This blog is intended to go along with Population: An Introduction to Concepts and Issues, by John R. Weeks, published by Cengage Learning. The latest edition is the 13th (it will be out in January 2020), but this blog is meant to complement any edition of the book by showing the way in which demographic issues are regularly in the news.

You can download an iPhone app for the 13th edition from the App Store (search for Weeks Population).

If you are a user of my textbook and would like to suggest a blog post idea, please email me at: john.weeks@sdsu.edu

Tuesday, August 16, 2016

Knitting is Good for Your Health--Really!

My wife has knitted for a long-time and has sworn that it has helped her cope with the stresses of a successful career as CEO of a local economic development organization and, at the same time, as an elected official (trust me, it doesn't get much more stressful than that!). Earlier this year, The NYTimes published a story with links to scientific studies backing up the idea that knitting is beneficial to your health.
The Craft Yarn Council reports that a third of women ages 25 to 35 now knit or crochet...Last April, the council created a “Stitch Away Stress” campaign in honor of National Stress Awareness Month. Dr. Herbert Benson, a pioneer in mind/body medicine and author of “The Relaxation Response,” says that the repetitive action of needlework can induce a relaxed state like that associated with meditation and yoga. Once you get beyond the initial learning curve, knitting and crocheting can lower heart rate and blood pressure and reduce harmful blood levels of the stress hormone cortisol.
In other words, it is not just your mental health that is beneficially influenced (which has always been my wife's perspective), but your physical health as well.
Perhaps most exciting is research that suggests that crafts like knitting and crocheting may help to stave off a decline in brain function with age. In a 2011 study, researchers led by Dr. Yonas E. Geda, a psychiatrist at the Mayo Clinic in Rochester, Minn., interviewed a random sample of 1,321 people ages 70 to 89, most of whom were cognitively normal, about the cognitive activities they engaged in late in life. The study, published in the Journal of Neuropsychiatry & Clinical Neurosciences, found that those who engaged in crafts like knitting and crocheting had a diminished chance of developing mild cognitive impairment and memory loss.
The older you get, the more you think about these things. The younger you are when you make the adjustments, the better off you are likely to be in the long run. I published a book on aging more than three decades ago, with major contributions from my wife, and the lessons we learned from writing that book (along with other aging-related research in which we were both involved) has helped us cope more successfully with the aging process. For my wife, in particular, knitting has been a part of that. You should try it. You have nothing to lose but your stress.

Source material >>
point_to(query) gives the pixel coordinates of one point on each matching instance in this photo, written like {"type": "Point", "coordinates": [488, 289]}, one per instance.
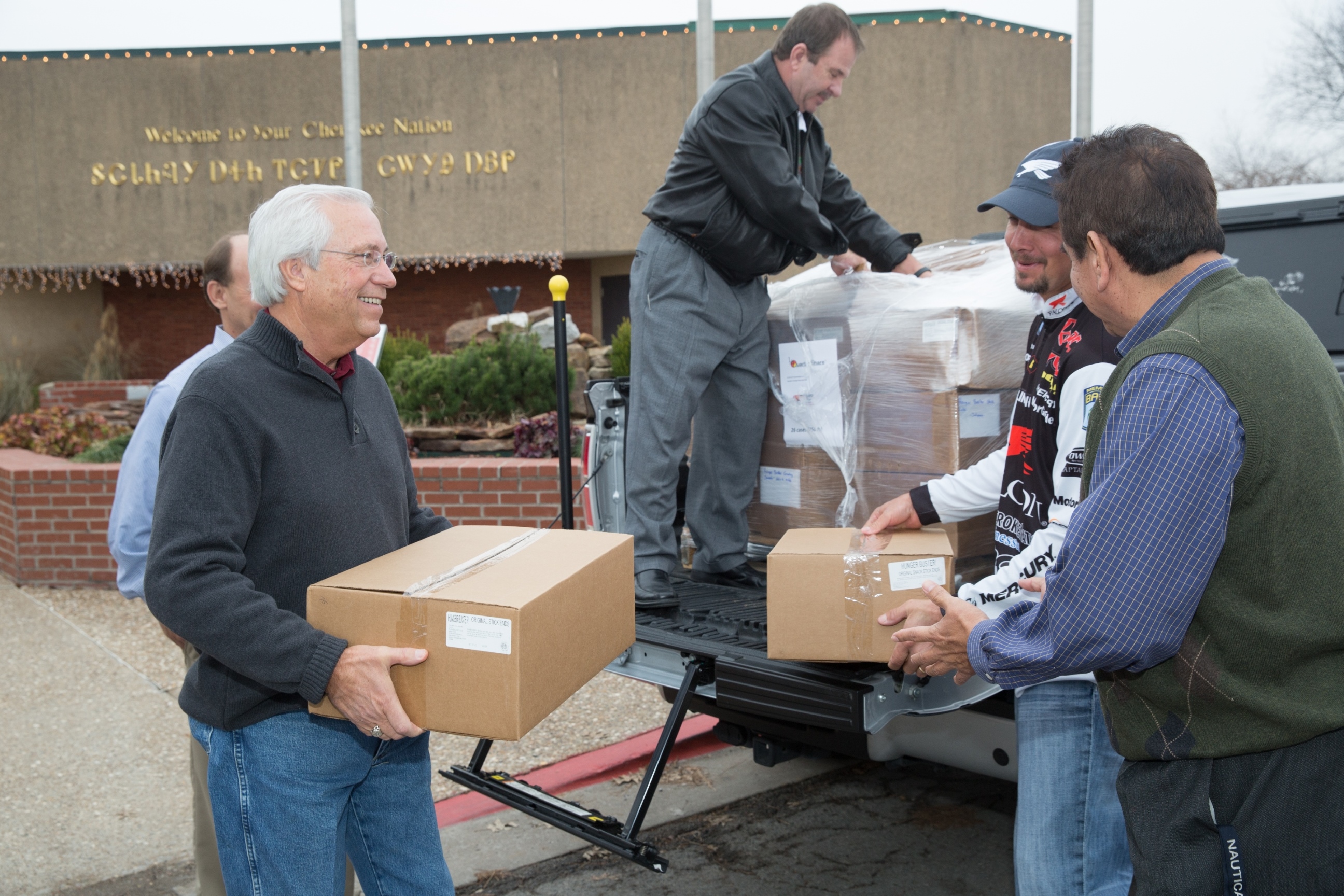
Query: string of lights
{"type": "Point", "coordinates": [186, 274]}
{"type": "Point", "coordinates": [729, 26]}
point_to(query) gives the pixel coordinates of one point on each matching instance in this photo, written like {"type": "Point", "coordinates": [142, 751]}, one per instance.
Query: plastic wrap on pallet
{"type": "Point", "coordinates": [884, 381]}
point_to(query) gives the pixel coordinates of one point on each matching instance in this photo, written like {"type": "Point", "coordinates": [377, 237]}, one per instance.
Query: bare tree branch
{"type": "Point", "coordinates": [1241, 164]}
{"type": "Point", "coordinates": [1313, 78]}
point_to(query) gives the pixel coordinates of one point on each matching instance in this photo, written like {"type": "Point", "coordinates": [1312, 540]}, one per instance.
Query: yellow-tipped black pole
{"type": "Point", "coordinates": [559, 287]}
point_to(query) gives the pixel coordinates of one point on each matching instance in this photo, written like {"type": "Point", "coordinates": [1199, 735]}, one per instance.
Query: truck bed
{"type": "Point", "coordinates": [796, 706]}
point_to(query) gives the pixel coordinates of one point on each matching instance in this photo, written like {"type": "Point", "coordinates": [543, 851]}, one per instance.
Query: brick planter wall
{"type": "Point", "coordinates": [54, 512]}
{"type": "Point", "coordinates": [81, 393]}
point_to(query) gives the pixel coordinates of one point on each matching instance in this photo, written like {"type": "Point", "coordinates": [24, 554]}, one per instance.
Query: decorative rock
{"type": "Point", "coordinates": [463, 333]}
{"type": "Point", "coordinates": [545, 331]}
{"type": "Point", "coordinates": [484, 446]}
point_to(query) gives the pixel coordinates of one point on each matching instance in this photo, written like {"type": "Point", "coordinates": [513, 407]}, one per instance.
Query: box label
{"type": "Point", "coordinates": [977, 415]}
{"type": "Point", "coordinates": [781, 487]}
{"type": "Point", "coordinates": [912, 574]}
{"type": "Point", "coordinates": [809, 385]}
{"type": "Point", "coordinates": [941, 330]}
{"type": "Point", "coordinates": [489, 635]}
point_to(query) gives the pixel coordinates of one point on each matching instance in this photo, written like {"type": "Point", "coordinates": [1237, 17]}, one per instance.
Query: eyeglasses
{"type": "Point", "coordinates": [369, 260]}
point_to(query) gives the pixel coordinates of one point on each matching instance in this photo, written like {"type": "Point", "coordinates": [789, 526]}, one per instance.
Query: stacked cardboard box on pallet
{"type": "Point", "coordinates": [882, 382]}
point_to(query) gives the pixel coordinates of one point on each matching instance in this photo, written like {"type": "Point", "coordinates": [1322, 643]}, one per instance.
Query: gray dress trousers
{"type": "Point", "coordinates": [699, 351]}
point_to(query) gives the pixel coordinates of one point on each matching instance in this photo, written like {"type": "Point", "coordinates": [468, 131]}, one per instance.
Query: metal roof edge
{"type": "Point", "coordinates": [732, 26]}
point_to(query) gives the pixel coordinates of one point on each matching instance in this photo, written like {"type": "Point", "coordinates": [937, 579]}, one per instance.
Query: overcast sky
{"type": "Point", "coordinates": [1199, 67]}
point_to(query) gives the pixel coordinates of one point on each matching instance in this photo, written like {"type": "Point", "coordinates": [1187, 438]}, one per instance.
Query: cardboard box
{"type": "Point", "coordinates": [827, 587]}
{"type": "Point", "coordinates": [515, 621]}
{"type": "Point", "coordinates": [907, 431]}
{"type": "Point", "coordinates": [802, 488]}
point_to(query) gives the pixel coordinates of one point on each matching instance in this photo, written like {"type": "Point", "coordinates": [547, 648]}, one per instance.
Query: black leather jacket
{"type": "Point", "coordinates": [753, 192]}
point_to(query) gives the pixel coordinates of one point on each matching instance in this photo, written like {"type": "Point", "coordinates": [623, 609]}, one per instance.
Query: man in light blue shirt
{"type": "Point", "coordinates": [229, 290]}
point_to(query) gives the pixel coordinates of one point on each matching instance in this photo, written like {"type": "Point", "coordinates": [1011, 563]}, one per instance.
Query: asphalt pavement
{"type": "Point", "coordinates": [917, 829]}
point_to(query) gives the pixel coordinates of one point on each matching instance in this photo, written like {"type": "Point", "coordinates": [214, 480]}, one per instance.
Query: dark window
{"type": "Point", "coordinates": [616, 304]}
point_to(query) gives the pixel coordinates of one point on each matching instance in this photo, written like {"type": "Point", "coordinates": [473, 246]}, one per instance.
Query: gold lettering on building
{"type": "Point", "coordinates": [299, 170]}
{"type": "Point", "coordinates": [272, 133]}
{"type": "Point", "coordinates": [423, 127]}
{"type": "Point", "coordinates": [175, 136]}
{"type": "Point", "coordinates": [321, 131]}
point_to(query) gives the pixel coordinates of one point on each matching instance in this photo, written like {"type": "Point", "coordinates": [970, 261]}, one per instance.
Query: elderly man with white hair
{"type": "Point", "coordinates": [284, 463]}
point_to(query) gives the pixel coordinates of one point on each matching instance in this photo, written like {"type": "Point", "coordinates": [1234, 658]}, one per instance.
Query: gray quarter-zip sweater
{"type": "Point", "coordinates": [272, 477]}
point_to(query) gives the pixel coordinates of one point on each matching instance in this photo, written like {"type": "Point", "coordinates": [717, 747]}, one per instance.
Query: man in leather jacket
{"type": "Point", "coordinates": [750, 190]}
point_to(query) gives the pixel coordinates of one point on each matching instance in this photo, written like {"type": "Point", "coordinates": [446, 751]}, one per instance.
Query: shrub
{"type": "Point", "coordinates": [105, 451]}
{"type": "Point", "coordinates": [57, 431]}
{"type": "Point", "coordinates": [401, 346]}
{"type": "Point", "coordinates": [480, 382]}
{"type": "Point", "coordinates": [541, 437]}
{"type": "Point", "coordinates": [621, 349]}
{"type": "Point", "coordinates": [18, 389]}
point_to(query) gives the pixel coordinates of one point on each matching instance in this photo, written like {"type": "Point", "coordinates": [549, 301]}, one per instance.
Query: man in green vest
{"type": "Point", "coordinates": [1202, 578]}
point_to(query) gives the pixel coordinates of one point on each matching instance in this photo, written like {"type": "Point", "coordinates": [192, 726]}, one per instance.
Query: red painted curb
{"type": "Point", "coordinates": [593, 767]}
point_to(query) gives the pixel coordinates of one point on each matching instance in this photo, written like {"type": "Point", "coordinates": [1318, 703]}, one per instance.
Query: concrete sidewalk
{"type": "Point", "coordinates": [93, 758]}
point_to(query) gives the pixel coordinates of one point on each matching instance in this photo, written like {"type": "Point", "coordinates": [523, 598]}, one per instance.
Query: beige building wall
{"type": "Point", "coordinates": [50, 333]}
{"type": "Point", "coordinates": [933, 120]}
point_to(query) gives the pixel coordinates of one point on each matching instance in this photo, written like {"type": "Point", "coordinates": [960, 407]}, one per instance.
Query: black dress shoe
{"type": "Point", "coordinates": [739, 577]}
{"type": "Point", "coordinates": [654, 589]}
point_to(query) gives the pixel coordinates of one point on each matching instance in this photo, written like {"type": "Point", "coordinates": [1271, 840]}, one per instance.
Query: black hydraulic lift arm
{"type": "Point", "coordinates": [603, 831]}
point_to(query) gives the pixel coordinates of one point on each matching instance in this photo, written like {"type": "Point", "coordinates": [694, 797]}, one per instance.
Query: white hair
{"type": "Point", "coordinates": [291, 225]}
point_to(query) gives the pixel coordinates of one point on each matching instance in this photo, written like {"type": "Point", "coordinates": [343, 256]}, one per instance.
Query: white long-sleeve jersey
{"type": "Point", "coordinates": [1061, 385]}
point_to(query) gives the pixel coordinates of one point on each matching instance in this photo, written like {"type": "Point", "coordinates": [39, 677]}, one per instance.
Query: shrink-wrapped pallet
{"type": "Point", "coordinates": [882, 382]}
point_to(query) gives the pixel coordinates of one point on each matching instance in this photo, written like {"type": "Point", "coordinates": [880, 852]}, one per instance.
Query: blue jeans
{"type": "Point", "coordinates": [295, 794]}
{"type": "Point", "coordinates": [1070, 833]}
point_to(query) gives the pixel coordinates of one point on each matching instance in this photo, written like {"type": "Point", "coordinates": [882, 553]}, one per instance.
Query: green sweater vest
{"type": "Point", "coordinates": [1263, 663]}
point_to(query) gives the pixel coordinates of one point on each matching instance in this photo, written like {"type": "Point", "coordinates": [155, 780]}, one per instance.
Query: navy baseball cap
{"type": "Point", "coordinates": [1030, 195]}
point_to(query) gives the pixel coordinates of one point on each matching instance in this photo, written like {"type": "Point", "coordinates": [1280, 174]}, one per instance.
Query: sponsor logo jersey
{"type": "Point", "coordinates": [1065, 338]}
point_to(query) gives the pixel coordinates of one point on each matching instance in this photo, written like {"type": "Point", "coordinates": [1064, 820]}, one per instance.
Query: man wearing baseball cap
{"type": "Point", "coordinates": [1069, 835]}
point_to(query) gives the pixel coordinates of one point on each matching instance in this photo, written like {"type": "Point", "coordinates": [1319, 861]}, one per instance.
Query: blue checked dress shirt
{"type": "Point", "coordinates": [133, 507]}
{"type": "Point", "coordinates": [1140, 549]}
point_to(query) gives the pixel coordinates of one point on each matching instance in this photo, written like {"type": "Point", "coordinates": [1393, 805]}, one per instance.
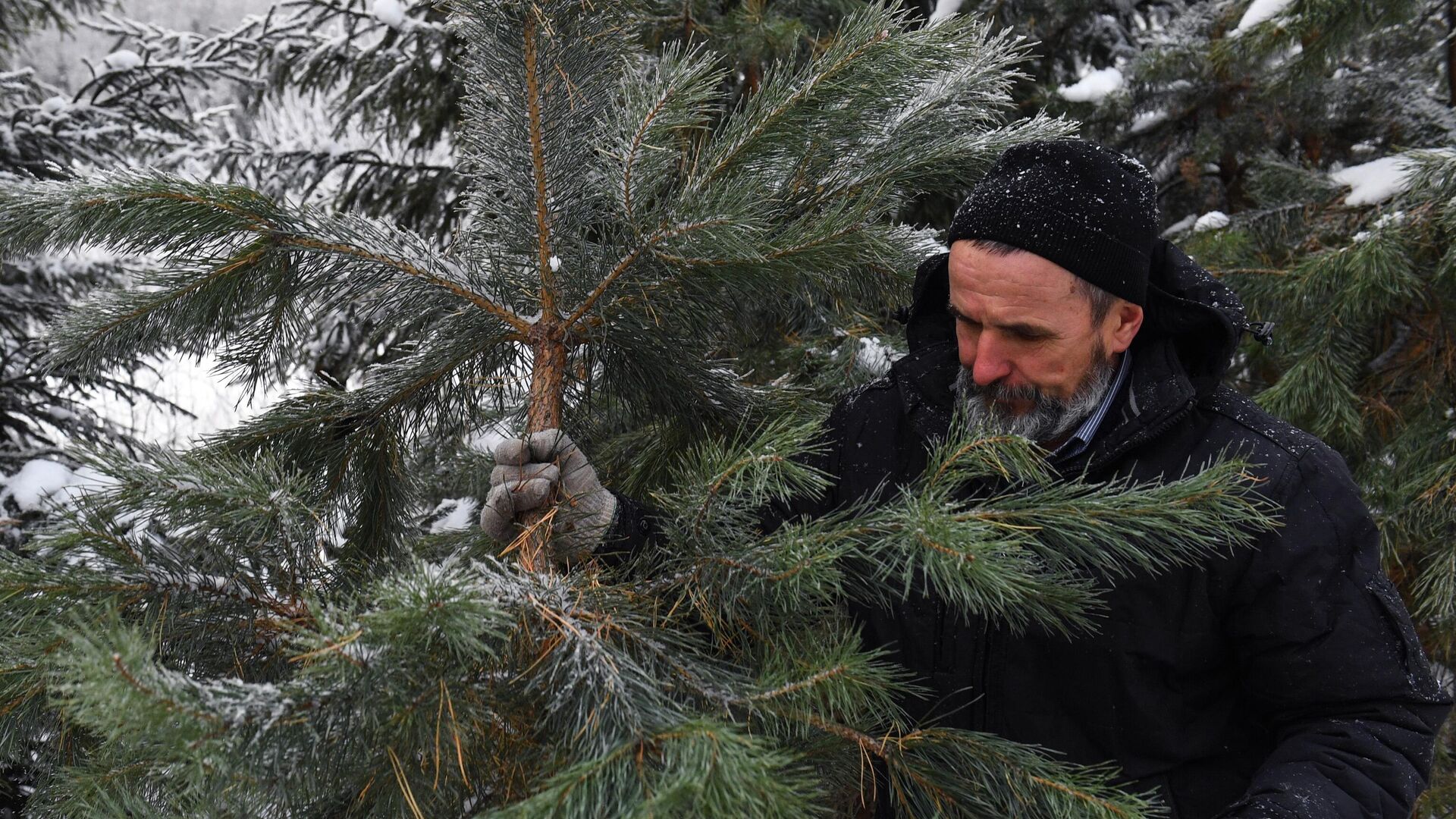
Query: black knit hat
{"type": "Point", "coordinates": [1085, 207]}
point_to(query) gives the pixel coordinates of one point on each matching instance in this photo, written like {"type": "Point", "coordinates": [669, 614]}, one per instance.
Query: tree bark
{"type": "Point", "coordinates": [544, 413]}
{"type": "Point", "coordinates": [1451, 49]}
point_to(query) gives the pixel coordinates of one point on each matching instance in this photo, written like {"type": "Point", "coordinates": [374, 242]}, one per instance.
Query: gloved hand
{"type": "Point", "coordinates": [526, 472]}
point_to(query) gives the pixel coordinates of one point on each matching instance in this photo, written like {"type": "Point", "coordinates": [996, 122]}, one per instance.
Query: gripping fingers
{"type": "Point", "coordinates": [511, 452]}
{"type": "Point", "coordinates": [498, 515]}
{"type": "Point", "coordinates": [511, 474]}
{"type": "Point", "coordinates": [549, 445]}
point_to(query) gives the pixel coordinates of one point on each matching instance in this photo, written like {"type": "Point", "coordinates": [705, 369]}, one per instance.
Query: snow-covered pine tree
{"type": "Point", "coordinates": [1283, 133]}
{"type": "Point", "coordinates": [52, 134]}
{"type": "Point", "coordinates": [248, 629]}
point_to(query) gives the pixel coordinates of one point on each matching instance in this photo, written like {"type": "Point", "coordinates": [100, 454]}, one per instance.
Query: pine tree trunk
{"type": "Point", "coordinates": [1451, 49]}
{"type": "Point", "coordinates": [544, 413]}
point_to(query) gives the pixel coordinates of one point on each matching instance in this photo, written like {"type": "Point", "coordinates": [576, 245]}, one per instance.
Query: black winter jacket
{"type": "Point", "coordinates": [1280, 682]}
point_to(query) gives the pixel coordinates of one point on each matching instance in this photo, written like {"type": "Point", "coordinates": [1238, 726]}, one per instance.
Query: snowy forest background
{"type": "Point", "coordinates": [1304, 150]}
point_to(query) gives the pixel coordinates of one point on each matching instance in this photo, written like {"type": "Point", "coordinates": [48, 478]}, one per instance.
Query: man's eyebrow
{"type": "Point", "coordinates": [1019, 328]}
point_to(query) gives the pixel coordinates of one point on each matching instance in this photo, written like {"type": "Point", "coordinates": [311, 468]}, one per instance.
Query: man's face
{"type": "Point", "coordinates": [1025, 333]}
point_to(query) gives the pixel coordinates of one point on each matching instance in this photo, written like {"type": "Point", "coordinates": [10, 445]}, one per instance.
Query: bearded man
{"type": "Point", "coordinates": [1277, 682]}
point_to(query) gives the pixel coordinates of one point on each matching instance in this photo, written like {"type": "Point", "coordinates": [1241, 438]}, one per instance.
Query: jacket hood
{"type": "Point", "coordinates": [1190, 309]}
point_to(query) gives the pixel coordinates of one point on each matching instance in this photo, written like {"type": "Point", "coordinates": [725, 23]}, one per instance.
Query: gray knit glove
{"type": "Point", "coordinates": [528, 471]}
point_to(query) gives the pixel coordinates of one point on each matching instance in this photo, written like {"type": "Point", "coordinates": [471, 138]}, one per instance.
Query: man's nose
{"type": "Point", "coordinates": [990, 362]}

Brief 1 >>
In the knitting blog post, how many people did the 2011 Mayo Clinic study interview, and what were their ages?
Brief 2 >>
Using the knitting blog post, say whether each statement agrees with it, and quote the words that decide each one. (a) The Craft Yarn Council reports that a third of women ages 25 to 35 knit or crochet. (b) The 2011 study appeared in the Journal of the American Medical Association. (c) The "Stitch Away Stress" campaign honored National Stress Awareness Month.

Problem solution 1 >>
1,321 people, ages 70 to 89.

Problem solution 2 >>
(a) Yes: "a third of women ages 25 to 35 now knit or crochet"
(b) No: "published in the Journal of Neuropsychiatry & Clinical Neurosciences"
(c) Yes: "created a “Stitch Away Stress” campaign in honor of National Stress Awareness Month"